======== DATA UNDER STUDY
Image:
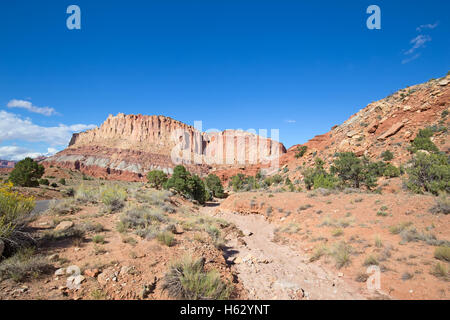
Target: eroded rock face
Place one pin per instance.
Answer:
(126, 147)
(387, 124)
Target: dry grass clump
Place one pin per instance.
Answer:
(442, 253)
(113, 197)
(337, 223)
(15, 214)
(341, 254)
(85, 194)
(63, 207)
(399, 227)
(166, 238)
(370, 261)
(318, 252)
(442, 204)
(187, 279)
(154, 197)
(24, 265)
(289, 228)
(440, 271)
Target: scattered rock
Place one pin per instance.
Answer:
(391, 131)
(73, 270)
(91, 272)
(124, 270)
(64, 225)
(351, 133)
(60, 272)
(77, 280)
(53, 257)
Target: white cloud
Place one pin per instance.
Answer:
(46, 111)
(414, 57)
(18, 153)
(418, 42)
(12, 127)
(427, 26)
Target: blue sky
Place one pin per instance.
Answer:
(297, 66)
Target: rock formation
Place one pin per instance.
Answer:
(128, 146)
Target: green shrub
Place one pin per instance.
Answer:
(241, 182)
(301, 150)
(391, 171)
(113, 197)
(26, 173)
(214, 184)
(24, 265)
(341, 253)
(370, 261)
(44, 182)
(157, 178)
(442, 204)
(166, 238)
(187, 279)
(326, 181)
(442, 253)
(85, 194)
(189, 185)
(318, 177)
(387, 155)
(98, 239)
(62, 207)
(353, 171)
(423, 142)
(440, 271)
(429, 172)
(15, 213)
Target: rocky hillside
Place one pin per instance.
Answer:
(388, 124)
(126, 147)
(7, 164)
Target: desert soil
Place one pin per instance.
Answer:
(271, 270)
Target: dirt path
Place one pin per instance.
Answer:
(270, 270)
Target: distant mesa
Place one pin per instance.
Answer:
(126, 147)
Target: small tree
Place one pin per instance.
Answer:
(387, 155)
(178, 180)
(189, 185)
(157, 178)
(318, 177)
(429, 172)
(197, 189)
(214, 184)
(26, 173)
(353, 171)
(44, 182)
(301, 150)
(423, 142)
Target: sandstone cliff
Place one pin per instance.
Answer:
(128, 146)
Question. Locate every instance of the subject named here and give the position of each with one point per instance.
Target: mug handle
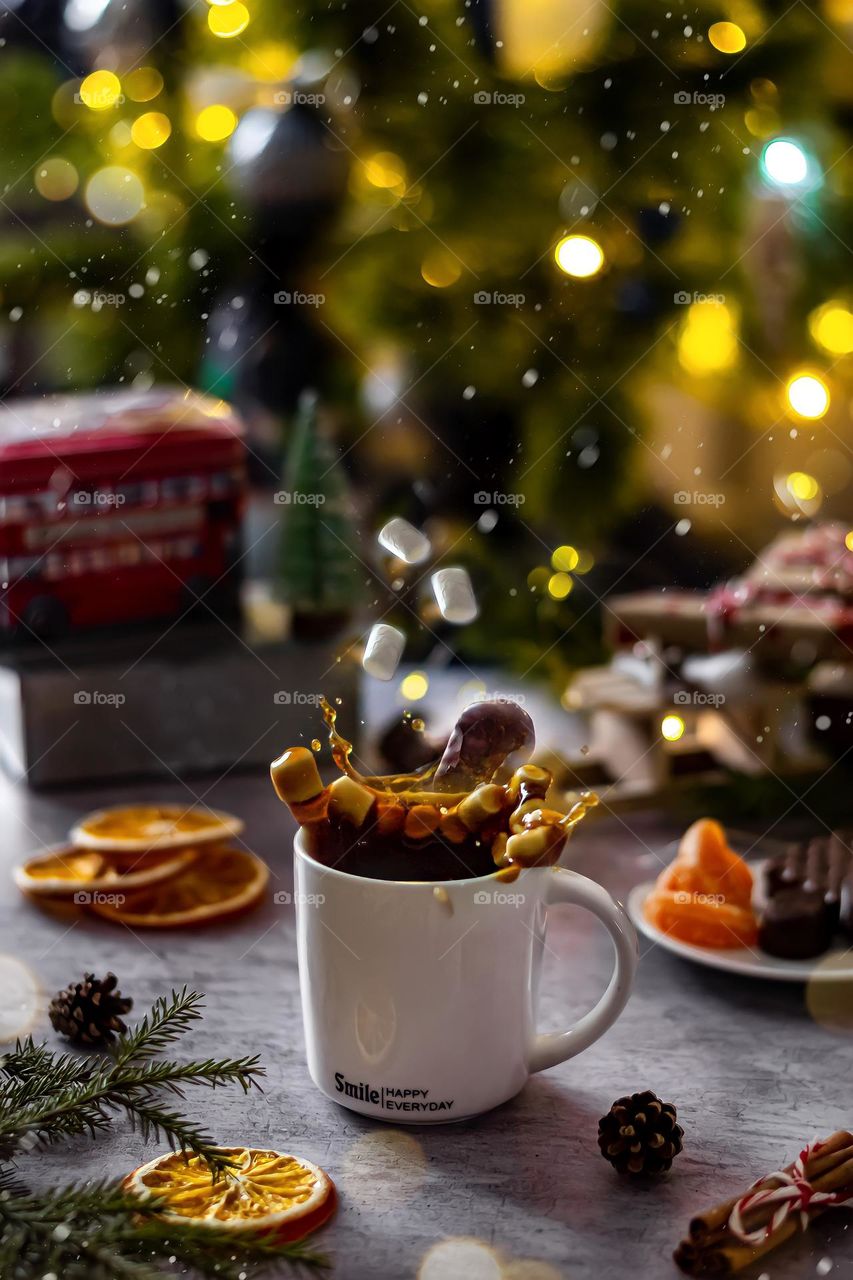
(565, 886)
================
● **WHAT YOU WILL DO**: Reproduce every entry above exactly, and omit the pictures.

● **SOLUTION TO THE PROBLEM**:
Image:
Target: eroded rock face
Place one pin per instance.
Answer:
(126, 147)
(387, 124)
Target: dry grass clump
Place one pin per instance.
Answer:
(442, 253)
(113, 197)
(337, 223)
(15, 214)
(341, 254)
(85, 194)
(63, 207)
(399, 227)
(166, 238)
(370, 261)
(318, 252)
(442, 204)
(187, 279)
(154, 197)
(24, 265)
(289, 228)
(440, 271)
Target: scattered rock
Place one pin per instance.
Answer:
(391, 131)
(73, 270)
(91, 272)
(124, 270)
(64, 225)
(351, 133)
(60, 272)
(77, 280)
(53, 257)
Target: white cloud
Place one pin per instance.
Answer:
(46, 111)
(414, 57)
(18, 153)
(418, 42)
(12, 127)
(427, 26)
Target: blue sky
Place one pin per instance.
Answer:
(297, 66)
Target: rock formation
Place one pin per instance.
Answer:
(128, 146)
Target: green shrub
Place one pin per instance.
Answer:
(241, 182)
(301, 150)
(391, 171)
(113, 197)
(26, 173)
(214, 184)
(24, 265)
(341, 253)
(370, 261)
(44, 182)
(157, 178)
(442, 204)
(166, 238)
(187, 279)
(326, 181)
(442, 253)
(85, 194)
(189, 185)
(318, 177)
(387, 155)
(98, 239)
(62, 207)
(353, 171)
(423, 142)
(440, 271)
(429, 172)
(15, 213)
Target: rocky hillside
Place one pin per instance.
Answer:
(388, 124)
(126, 147)
(7, 164)
Target: desert soil
Place one pin per instance.
Answer:
(271, 270)
Target: dirt path
Place one pin per instance.
Answer:
(270, 270)
Target: distant mesa
Place one pin per instance.
Answer:
(126, 147)
Target: small tree
Place one pin per instance.
Answer:
(387, 155)
(178, 180)
(189, 185)
(157, 178)
(318, 177)
(429, 172)
(197, 189)
(214, 184)
(26, 173)
(353, 171)
(44, 182)
(301, 150)
(423, 142)
Target: sandstone cliff
Place one pin per instance.
Answer:
(128, 146)
Question. Locate every instance of the subject named here and give the position of each with one point per instance.
Target: mug handle
(565, 886)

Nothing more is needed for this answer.